Tareas por realizar:
A) Actualiza un pasaje de la columna sobre el mejor presidente del país: transcribe desde "Seguramente muchos esperaban" hasta "peor para otro.", ambos incluidos, y sustituye "tren" por "metro".
B) Según la columna sobre el mejor presidente del país, ¿qué cargo ocupa Joswilb Vega?

Texto fuente:
┄┄┄┄┄┄┄┄┄┄

Joswilb Vega
Chief Investment Officer de Profuturo AFP
Gestión, 19 de junio del 2025
En la gestión pública, a diferencia del sector privado, no hay estándares claros, ni rendiciones de cuentas a nadie, ni explicaciones cuando las cosas salen mal. Y mucho menos, ajustes para corregir el rumbo.
Seguramente muchos esperaban que escriba un nombre, listos para rebatirme, pero cualquier nombre que mencione generará división: si digo que el mejor presidente del país fue A, habrá quienes lo defiendan con pasión y otros que lo rechacen con la misma fuerza. Lo mismo pasará si digo B. Para algunos, las privatizaciones de los 90 fueron una tragedia; para otros, una oportunidad. Las estatizaciones de los 70 despiertan juicios igual de opuestos. Si valoras el control de la inflación y el crecimiento económico, ya tienes un favorito. Si ahora tardas solo una hora en llegar al trabajo gracias a un tren que antes no existía, también. Si fuiste víctima de Sendero Luminoso o de la represión militar, tu juicio estará marcado por esa experiencia. En resumen, cada uno tiene su propio «mejor presidente», y muchas veces, ese mismo puede ser el peor para otro.

┄┄┄┄┄┄┄┄┄┄

Datos proporcionados:

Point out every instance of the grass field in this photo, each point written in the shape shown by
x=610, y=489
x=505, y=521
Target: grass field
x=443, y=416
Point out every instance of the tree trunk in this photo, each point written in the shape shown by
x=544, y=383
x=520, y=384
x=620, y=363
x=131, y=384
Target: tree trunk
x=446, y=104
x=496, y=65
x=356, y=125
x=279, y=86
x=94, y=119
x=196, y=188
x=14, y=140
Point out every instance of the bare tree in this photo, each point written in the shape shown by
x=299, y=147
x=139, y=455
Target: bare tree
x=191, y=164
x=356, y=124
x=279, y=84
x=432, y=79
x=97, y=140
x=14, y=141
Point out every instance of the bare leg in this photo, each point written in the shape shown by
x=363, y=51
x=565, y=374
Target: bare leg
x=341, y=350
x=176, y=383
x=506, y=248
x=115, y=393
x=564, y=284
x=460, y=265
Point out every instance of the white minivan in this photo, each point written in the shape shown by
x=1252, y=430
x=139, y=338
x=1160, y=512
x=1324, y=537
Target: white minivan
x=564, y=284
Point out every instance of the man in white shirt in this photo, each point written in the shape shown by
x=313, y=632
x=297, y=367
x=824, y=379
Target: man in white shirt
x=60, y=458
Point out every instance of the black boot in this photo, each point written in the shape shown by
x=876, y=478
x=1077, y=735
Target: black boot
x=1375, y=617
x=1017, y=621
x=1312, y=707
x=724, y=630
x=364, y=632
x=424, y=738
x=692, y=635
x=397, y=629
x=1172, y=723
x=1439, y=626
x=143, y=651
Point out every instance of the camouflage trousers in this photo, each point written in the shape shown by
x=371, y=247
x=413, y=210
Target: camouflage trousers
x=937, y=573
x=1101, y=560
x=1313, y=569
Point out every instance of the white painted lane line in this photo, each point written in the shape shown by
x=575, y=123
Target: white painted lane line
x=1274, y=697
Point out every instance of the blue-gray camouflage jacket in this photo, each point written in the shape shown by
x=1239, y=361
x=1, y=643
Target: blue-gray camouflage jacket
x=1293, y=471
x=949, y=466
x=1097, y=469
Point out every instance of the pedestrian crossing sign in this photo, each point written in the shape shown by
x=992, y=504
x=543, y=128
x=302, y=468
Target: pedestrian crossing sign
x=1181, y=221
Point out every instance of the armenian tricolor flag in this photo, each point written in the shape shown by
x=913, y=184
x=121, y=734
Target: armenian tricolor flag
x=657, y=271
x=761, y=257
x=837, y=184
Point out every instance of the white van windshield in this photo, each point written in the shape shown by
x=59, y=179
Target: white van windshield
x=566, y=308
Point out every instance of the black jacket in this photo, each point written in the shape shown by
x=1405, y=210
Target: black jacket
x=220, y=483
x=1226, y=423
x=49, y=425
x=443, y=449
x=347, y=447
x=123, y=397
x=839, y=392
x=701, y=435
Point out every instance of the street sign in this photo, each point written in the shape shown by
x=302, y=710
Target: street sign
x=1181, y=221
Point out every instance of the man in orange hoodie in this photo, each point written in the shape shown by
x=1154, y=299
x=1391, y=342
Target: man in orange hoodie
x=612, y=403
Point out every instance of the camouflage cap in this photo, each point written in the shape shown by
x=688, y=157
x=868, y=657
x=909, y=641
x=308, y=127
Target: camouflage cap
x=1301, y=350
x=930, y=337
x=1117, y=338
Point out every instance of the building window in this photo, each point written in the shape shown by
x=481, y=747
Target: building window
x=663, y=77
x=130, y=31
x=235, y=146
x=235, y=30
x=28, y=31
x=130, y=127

┄┄┄┄┄┄┄┄┄┄

Respuestas esperadas:
A)
Seguramente muchos esperaban que escriba un nombre, listos para rebatirme, pero cualquier nombre que mencione generará división: si digo que el mejor presidente del país fue A, habrá quienes lo defiendan con pasión y otros que lo rechacen con la misma fuerza. Lo mismo pasará si digo B. Para algunos, las privatizaciones de los 90 fueron una tragedia; para otros, una oportunidad. Las estatizaciones de los 70 despiertan juicios igual de opuestos. Si valoras el control de la inflación y el crecimiento económico, ya tienes un favorito. Si ahora tardas solo una hora en llegar al trabajo gracias a un metro que antes no existía, también. Si fuiste víctima de Sendero Luminoso o de la represión militar, tu juicio estará marcado por esa experiencia. En resumen, cada uno tiene su propio «mejor presidente», y muchas veces, ese mismo puede ser el peor para otro.

B) Es Chief Investment Officer de Profuturo AFP.